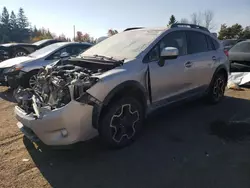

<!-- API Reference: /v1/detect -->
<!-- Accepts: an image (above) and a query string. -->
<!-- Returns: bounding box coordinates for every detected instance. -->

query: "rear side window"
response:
[230,42,250,52]
[211,38,220,50]
[145,31,187,62]
[206,36,215,51]
[187,31,209,54]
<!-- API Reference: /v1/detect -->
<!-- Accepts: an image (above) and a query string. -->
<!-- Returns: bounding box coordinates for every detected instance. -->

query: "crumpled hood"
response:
[0,56,34,68]
[229,51,250,61]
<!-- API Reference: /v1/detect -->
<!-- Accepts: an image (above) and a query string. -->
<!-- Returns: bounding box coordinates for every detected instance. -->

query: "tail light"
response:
[224,50,228,57]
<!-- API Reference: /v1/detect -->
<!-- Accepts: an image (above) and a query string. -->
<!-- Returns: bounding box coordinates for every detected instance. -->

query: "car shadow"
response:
[24,97,250,188]
[0,88,16,103]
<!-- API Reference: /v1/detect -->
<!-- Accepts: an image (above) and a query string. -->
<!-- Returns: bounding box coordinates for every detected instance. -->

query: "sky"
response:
[0,0,250,38]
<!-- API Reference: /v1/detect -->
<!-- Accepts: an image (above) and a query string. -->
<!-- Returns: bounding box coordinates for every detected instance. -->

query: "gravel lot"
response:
[0,87,250,188]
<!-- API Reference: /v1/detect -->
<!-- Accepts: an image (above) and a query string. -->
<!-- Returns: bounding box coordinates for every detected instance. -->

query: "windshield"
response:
[230,42,250,53]
[81,29,163,59]
[33,39,49,46]
[29,42,65,57]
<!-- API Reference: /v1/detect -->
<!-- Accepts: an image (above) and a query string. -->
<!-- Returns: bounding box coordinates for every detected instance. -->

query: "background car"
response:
[229,40,250,72]
[0,39,62,61]
[0,42,92,88]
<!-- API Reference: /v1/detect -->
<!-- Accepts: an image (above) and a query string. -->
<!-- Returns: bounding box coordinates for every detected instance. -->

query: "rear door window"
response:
###
Rewrite every line of the entries above as a numbered list, skipping blank lines and leaving out the pictures.

▶ [Answer to the exercise]
1. <!-- API Reference: /v1/detect -->
2. <!-- Accepts: an image (above) and a query string. -->
3. <!-- Returns: bounding box coordinates for every detected instance. -->
4. query: "rear side window"
5. response:
6. [230,42,250,52]
7. [211,38,220,50]
8. [145,31,187,62]
9. [206,36,215,51]
10. [187,31,209,54]
11. <!-- API Reference: /v1/detect -->
12. <!-- Accepts: an image (above) and a query string. -->
13. <!-- Returns: bounding box coordinates for every detected instance. -->
14. query: "crumpled hood"
15. response:
16. [0,56,34,68]
17. [229,51,250,61]
18. <!-- API Reference: /v1/detect -->
19. <!-- Accepts: an image (above) and a query string. -->
20. <!-- Returns: bounding box coordinates for every detected instance. -->
21. query: "tail light"
22. response:
23. [224,50,228,57]
24. <!-- API Reference: /v1/detect -->
25. <!-- Accepts: an image (above) and a query string. -->
26. <!-- Returns: bounding box coordinates for every detected instance. -->
27. query: "car shadow"
28. response:
29. [24,97,250,188]
30. [0,88,16,103]
31. <!-- API Reference: /v1/detect -->
32. <!-- Accepts: an image (above) and a query string. -->
33. <!-- Returns: bounding box coordinates for every detected instance. -->
34. query: "sky"
35. response:
36. [0,0,250,38]
37. <!-- API Reference: /v1/detect -->
38. <!-- Accepts: an image (above) and a query string. -->
39. <!-- Returns: bounding box coordinates for every detected instance. -->
40. query: "gravel lot"
41. response:
42. [0,87,250,188]
43. <!-- API Reference: /v1/detect -->
44. <!-- Accepts: an image (above) and a query string. -->
45. <!-- Returns: bounding box coordinates for every detected instance. -->
46. query: "windshield"
47. response:
48. [230,42,250,53]
49. [81,29,163,59]
50. [33,39,49,46]
51. [29,42,65,57]
52. <!-- API Reference: /v1/detect -->
53. <!-- Accepts: an image (above) and a query string. -->
54. <!-- Returns: bounding box coordinates for every detected instance. -->
55. query: "background car"
56. response:
57. [229,40,250,72]
58. [0,39,62,61]
59. [0,42,92,88]
60. <!-- API Reference: /v1/detect -->
61. <!-- Accepts: an image (above) and a query string. -->
62. <!-- Returns: bounding box coordinates for every detected instance. -->
63. query: "rear door window"
64. response:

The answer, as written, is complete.